▶ _EXTRACTED TEXT_:
* start *
ISO/IEC JTC1 SC22 WG21
N3599
Richard Smith
2013-03-13
N2765 added the ability for users to define their own literal suffixes. Several forms of literal operators are available, with one notable omission: there is no template form of literal operator for character and string literals. N2750 justifies this restriction based on two factors:
rawform of string literal, in which
"Hello, " L"Worl\u0044!"
is distinguishable from
L"Hello, World!"
but this interacted badly with phases of translation, and
Neither of these is still true, and we now have evidence that a literal operator template for string literals would be valuable; indeed, in one codebase where literal operators are not yet permitted, this form of literal operator has been requested more frequently than any of the forms which C++11 permits.
With literal operator templates, it is possible to write a type-safe
printf
facility:
// A tuple of types.
* end *
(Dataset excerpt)
* start *
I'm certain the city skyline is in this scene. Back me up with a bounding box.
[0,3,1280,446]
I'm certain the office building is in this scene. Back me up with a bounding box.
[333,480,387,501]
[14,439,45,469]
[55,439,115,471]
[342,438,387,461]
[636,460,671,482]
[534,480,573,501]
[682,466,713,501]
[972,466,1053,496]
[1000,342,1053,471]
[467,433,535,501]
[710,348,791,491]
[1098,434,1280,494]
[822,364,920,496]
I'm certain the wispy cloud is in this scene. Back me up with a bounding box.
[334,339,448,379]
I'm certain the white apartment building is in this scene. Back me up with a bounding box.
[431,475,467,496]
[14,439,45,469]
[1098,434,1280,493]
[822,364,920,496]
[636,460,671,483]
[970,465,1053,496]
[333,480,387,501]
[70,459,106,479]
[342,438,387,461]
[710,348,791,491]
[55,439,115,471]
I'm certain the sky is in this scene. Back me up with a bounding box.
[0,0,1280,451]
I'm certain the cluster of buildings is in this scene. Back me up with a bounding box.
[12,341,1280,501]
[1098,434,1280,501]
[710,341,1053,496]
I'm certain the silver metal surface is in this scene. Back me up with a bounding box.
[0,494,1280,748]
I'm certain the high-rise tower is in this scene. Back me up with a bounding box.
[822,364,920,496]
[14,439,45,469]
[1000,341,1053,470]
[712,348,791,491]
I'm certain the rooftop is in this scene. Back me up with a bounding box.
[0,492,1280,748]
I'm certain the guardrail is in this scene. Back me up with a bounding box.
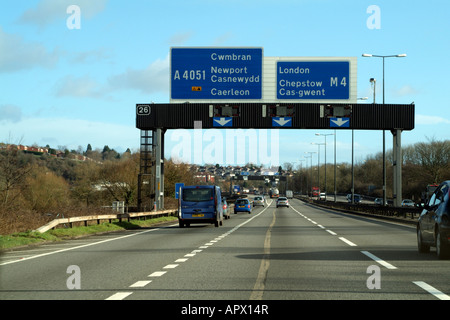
* end *
▶ _WORK REQUIRED_: In the paper on literal operator templates, reproduce word for word the passage that opens with the words containing "is distinguishable from" and closes with "tuple of types.".

▶ _EXPECTED ANSWER_:
is distinguishable from
L"Hello, World!"
but this interacted badly with phases of translation, and
Neither of these is still true, and we now have evidence that a literal operator template for string literals would be valuable; indeed, in one codebase where literal operators are not yet permitted, this form of literal operator has been requested more frequently than any of the forms which C++11 permits.
With literal operator templates, it is possible to write a type-safe
printf
facility:
// A tuple of types.